**What you need to do**
Return the lines below exactly, starting with the line that contains "Check that each instance of the flat" and stopping after the last line.

**Input records**
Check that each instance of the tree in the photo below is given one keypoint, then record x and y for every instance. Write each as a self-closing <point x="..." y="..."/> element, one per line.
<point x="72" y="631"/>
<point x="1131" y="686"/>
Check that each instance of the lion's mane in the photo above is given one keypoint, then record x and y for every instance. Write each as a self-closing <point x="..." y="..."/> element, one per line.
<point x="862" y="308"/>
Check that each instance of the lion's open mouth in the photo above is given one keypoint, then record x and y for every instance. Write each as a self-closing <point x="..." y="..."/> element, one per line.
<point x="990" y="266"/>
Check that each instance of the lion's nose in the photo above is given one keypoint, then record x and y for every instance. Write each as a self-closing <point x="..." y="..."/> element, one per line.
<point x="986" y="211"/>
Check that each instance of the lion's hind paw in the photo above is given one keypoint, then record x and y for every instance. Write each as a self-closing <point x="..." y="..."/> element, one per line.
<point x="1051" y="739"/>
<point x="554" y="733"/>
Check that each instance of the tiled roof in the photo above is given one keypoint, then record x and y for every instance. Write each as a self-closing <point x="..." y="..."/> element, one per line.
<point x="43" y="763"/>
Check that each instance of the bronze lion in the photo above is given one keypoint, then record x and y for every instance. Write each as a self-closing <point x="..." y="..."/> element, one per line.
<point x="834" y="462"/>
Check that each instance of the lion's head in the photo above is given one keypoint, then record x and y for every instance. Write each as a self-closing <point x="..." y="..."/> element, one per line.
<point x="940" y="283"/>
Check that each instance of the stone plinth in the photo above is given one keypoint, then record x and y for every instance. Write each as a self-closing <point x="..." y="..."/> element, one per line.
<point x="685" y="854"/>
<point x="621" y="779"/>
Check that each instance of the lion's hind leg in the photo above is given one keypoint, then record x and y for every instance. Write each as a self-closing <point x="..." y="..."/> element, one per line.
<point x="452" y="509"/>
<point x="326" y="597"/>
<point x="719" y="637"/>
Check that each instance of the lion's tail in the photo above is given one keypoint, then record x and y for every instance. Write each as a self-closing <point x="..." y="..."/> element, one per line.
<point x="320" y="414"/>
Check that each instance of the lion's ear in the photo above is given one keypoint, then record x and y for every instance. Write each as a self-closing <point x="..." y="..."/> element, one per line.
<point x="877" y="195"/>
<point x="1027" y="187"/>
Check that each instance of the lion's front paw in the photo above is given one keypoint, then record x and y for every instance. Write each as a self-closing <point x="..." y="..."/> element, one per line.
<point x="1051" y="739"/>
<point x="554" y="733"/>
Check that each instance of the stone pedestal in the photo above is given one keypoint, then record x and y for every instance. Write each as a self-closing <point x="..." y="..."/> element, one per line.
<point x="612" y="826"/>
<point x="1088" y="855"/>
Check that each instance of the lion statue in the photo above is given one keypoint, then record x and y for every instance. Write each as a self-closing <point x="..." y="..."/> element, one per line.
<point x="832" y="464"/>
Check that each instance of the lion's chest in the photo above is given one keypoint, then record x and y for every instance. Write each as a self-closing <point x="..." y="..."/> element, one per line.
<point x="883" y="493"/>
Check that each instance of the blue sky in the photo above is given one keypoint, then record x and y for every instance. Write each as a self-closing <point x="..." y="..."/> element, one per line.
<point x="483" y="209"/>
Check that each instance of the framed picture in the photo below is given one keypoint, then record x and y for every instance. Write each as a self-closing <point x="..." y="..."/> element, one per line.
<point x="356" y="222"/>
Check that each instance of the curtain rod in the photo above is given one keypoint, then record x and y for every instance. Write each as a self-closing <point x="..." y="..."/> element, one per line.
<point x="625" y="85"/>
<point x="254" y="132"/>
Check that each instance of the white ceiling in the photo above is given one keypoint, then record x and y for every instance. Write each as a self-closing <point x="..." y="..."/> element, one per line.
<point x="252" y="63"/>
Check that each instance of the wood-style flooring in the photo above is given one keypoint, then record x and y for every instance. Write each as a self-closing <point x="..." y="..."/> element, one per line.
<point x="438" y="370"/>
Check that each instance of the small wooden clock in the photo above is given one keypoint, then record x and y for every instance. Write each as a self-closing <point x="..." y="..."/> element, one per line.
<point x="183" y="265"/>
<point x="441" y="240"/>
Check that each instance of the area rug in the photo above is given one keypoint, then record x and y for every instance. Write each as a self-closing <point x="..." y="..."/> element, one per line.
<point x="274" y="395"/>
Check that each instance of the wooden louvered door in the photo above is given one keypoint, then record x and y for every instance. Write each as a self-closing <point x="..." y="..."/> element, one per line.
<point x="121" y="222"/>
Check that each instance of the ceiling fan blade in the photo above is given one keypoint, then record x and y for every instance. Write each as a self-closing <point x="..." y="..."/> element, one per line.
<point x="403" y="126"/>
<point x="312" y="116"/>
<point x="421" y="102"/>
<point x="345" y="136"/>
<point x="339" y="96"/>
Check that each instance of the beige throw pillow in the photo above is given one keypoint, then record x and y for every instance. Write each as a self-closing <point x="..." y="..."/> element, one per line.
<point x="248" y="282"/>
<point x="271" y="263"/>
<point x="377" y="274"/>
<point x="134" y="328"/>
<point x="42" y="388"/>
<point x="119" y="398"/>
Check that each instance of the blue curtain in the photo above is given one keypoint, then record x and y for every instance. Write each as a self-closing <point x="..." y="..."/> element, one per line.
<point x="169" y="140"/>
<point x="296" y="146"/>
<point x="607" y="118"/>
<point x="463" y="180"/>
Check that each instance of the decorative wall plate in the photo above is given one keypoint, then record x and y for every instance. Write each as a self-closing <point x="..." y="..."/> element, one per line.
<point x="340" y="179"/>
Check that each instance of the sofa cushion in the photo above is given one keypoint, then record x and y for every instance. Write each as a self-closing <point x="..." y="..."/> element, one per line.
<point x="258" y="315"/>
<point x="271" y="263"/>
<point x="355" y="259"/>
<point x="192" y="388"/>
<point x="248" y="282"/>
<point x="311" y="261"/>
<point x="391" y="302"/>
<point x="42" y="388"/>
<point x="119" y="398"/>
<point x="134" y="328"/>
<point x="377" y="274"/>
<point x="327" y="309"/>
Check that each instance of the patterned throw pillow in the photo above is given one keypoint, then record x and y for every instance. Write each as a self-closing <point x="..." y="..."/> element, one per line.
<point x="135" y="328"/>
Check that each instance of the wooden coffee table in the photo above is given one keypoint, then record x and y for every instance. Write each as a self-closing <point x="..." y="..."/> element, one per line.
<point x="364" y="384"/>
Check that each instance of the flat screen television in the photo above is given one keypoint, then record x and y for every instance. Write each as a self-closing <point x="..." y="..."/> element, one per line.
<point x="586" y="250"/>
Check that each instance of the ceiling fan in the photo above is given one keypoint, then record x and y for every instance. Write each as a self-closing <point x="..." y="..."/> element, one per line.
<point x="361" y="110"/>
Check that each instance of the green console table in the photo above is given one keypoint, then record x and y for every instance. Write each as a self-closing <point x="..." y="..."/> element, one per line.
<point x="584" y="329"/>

**Answer**
Check that each instance of the flat screen television in the photo above is given one keypoint, then record x and y for every instance. Write each as a self-closing <point x="..." y="..."/> element, one per line.
<point x="586" y="250"/>
Check that each instance of the ceiling fan in the photo above is given one keypoint, then record x and y for every instance. Write each as a self-closing <point x="..." y="..."/> element, one per line.
<point x="361" y="110"/>
Check that each instance of the green console table in the photo above is given one keypoint, then record x and y for every instance. Write each as a self-closing <point x="..." y="..."/> element, one per line.
<point x="584" y="329"/>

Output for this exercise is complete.